MATERIAL FOR THIS TASK:
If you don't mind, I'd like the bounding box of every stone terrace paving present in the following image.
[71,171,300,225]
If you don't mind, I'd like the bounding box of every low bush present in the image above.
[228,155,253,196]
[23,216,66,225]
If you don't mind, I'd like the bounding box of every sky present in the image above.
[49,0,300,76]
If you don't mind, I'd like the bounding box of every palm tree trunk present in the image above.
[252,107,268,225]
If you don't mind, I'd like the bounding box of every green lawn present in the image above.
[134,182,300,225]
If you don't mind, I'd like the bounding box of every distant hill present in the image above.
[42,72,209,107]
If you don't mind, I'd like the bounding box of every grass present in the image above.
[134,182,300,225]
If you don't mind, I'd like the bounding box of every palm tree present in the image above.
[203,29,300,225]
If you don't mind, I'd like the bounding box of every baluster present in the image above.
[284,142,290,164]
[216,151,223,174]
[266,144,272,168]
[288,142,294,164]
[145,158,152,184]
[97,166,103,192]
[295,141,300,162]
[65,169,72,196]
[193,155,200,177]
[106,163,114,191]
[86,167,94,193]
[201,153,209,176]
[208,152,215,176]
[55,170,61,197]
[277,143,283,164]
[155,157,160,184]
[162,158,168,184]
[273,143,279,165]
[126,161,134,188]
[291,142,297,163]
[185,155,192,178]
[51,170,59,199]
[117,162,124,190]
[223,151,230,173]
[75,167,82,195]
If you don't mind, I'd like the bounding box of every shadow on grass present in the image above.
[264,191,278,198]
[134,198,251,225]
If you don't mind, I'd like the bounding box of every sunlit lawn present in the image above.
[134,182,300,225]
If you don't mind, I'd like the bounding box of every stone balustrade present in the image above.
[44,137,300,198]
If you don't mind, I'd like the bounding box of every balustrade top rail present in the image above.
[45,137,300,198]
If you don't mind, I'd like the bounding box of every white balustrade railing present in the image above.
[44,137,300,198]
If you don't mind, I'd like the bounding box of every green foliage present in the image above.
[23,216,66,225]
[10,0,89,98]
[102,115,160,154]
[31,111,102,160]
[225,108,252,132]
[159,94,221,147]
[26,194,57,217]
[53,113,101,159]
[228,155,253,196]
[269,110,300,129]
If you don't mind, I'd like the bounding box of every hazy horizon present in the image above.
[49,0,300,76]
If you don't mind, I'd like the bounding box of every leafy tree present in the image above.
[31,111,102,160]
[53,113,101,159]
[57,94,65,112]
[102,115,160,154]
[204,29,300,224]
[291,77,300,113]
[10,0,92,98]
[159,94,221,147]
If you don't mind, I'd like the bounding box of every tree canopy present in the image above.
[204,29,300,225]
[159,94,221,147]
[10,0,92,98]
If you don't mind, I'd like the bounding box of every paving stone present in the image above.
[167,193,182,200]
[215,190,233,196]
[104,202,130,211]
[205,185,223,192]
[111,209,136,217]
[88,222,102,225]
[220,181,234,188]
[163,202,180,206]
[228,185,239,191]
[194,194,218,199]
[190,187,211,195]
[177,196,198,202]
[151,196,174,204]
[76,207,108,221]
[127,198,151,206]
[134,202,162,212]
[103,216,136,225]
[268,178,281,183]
...
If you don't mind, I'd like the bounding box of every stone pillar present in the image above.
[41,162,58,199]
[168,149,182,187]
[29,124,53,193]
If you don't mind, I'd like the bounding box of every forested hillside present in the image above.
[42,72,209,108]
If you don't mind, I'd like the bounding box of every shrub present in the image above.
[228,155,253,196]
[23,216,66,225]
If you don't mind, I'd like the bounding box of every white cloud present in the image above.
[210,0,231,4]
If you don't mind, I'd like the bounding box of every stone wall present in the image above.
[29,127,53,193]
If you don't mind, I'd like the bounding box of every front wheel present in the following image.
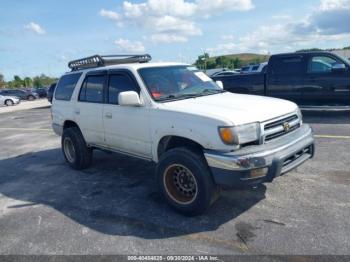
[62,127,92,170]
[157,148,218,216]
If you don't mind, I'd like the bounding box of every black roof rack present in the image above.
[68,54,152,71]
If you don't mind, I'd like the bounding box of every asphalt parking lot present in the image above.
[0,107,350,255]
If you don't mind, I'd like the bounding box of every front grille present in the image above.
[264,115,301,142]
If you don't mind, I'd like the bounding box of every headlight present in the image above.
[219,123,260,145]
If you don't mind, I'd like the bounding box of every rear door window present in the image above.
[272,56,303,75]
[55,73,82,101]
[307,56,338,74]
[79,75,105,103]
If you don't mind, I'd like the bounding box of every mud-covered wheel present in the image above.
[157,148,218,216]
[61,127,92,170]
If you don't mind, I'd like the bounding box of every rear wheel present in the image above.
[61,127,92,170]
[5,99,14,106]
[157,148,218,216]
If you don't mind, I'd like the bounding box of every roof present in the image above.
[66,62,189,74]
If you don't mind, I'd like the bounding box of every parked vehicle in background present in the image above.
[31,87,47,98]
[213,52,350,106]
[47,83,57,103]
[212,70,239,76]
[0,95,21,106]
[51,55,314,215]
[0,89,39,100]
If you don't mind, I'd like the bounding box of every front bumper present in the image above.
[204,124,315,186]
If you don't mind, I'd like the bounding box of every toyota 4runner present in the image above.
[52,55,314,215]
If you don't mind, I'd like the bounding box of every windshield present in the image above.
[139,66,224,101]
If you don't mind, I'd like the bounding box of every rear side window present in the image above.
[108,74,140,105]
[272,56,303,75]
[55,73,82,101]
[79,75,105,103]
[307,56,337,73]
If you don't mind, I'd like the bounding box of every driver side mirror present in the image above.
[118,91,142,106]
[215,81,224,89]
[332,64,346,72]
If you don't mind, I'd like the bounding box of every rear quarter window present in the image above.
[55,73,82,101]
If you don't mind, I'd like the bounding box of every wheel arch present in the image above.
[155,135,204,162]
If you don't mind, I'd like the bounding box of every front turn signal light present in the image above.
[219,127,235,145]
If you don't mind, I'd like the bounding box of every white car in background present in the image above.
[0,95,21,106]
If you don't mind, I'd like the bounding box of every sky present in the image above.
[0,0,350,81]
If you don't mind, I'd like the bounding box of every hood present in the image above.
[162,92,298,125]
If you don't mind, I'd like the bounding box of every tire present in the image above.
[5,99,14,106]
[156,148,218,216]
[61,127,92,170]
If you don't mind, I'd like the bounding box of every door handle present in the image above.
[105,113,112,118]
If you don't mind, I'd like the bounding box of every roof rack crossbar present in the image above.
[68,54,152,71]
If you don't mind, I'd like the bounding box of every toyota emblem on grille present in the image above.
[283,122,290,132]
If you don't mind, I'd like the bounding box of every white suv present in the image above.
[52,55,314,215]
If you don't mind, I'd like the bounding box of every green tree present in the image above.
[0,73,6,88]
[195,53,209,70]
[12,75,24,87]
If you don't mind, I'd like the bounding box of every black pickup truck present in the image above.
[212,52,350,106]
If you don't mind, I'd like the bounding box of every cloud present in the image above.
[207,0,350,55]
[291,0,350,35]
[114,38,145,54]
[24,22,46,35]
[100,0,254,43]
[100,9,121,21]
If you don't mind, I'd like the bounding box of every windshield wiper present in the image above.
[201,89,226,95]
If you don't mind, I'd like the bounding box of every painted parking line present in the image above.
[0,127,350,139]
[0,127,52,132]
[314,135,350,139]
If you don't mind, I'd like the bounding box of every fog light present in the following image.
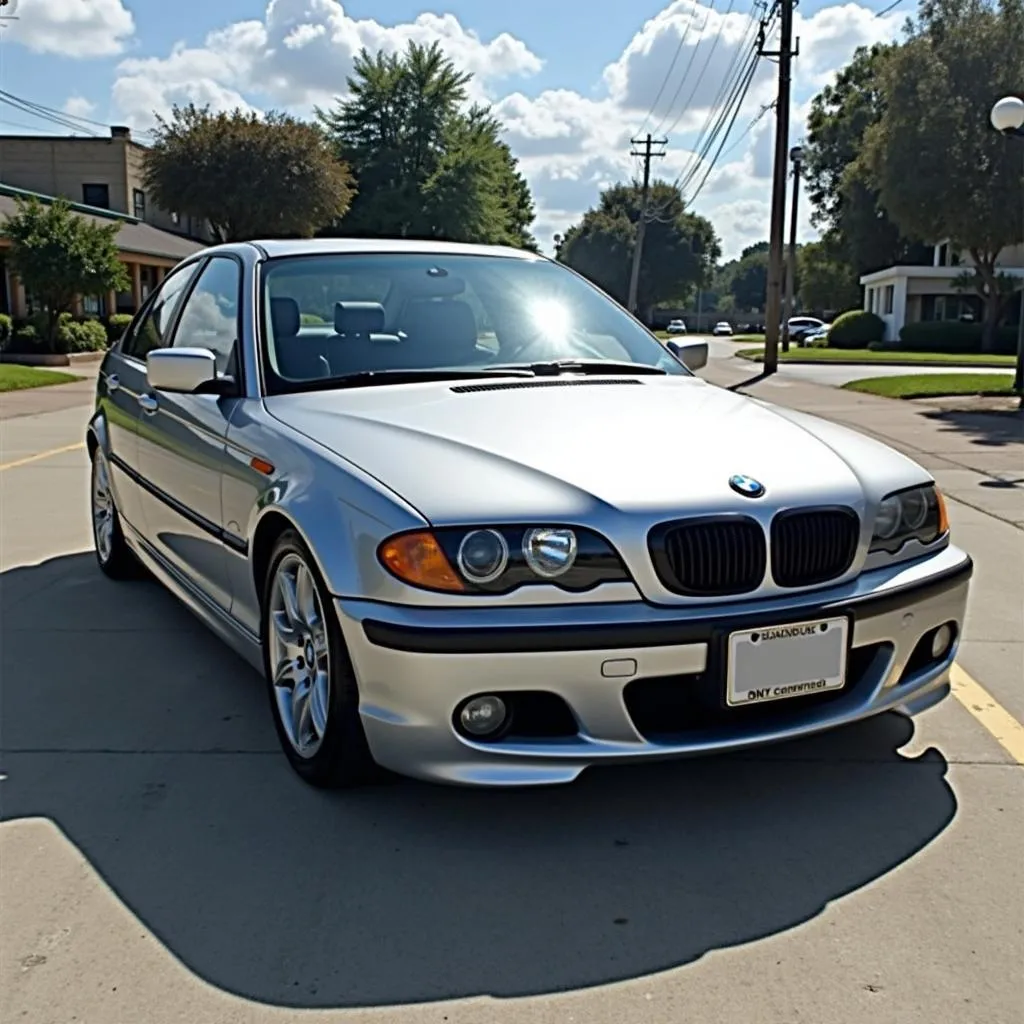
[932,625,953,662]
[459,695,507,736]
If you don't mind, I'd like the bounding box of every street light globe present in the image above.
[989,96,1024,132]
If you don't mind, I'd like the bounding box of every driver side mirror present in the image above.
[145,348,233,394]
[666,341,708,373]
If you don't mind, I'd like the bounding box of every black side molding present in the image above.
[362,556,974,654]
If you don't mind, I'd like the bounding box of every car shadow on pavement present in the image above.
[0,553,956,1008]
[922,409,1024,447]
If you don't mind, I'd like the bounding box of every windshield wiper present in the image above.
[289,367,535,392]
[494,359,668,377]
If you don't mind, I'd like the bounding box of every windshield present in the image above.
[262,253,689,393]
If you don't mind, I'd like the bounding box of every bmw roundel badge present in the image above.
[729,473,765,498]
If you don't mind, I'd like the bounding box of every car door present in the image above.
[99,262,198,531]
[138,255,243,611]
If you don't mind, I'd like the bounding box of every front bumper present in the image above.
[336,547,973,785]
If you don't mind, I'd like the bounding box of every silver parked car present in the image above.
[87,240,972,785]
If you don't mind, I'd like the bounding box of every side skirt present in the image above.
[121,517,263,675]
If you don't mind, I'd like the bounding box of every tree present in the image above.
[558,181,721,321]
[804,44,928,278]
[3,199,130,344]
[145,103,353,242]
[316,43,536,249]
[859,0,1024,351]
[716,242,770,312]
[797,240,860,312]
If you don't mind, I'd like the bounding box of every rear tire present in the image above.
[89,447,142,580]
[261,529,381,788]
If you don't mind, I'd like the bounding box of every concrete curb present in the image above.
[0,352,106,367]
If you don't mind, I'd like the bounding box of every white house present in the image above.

YOUR GOAL: Please rewrite the entries from the line containing "bush present in the image above." through the line containing "[42,72,209,107]", both included, as a Markdown table with the columns Row and Line. Number each row and leave out blank lines.

PROBLEM SOLUTION:
| Row | Line |
|---|---|
| 1 | If you don't mind, I'd like the bounding box of every low bush present in the image above. |
| 2 | [228,155,253,196] |
| 3 | [23,216,66,225] |
| 4 | If you don't mind, I'd like the bounding box of every sky present in the image above. |
| 5 | [49,0,300,76] |
| 6 | If you don't mind, I'd like the bounding box of every palm tree trunk present in the image above. |
| 7 | [252,107,268,225] |
| 8 | If you don't mind, I'd like the bounding box of every green lawn present in the image above. |
| 9 | [134,182,300,225] |
| 10 | If you don't mind, I'd like the bounding box of every distant hill present in the image above. |
| 11 | [42,72,209,107] |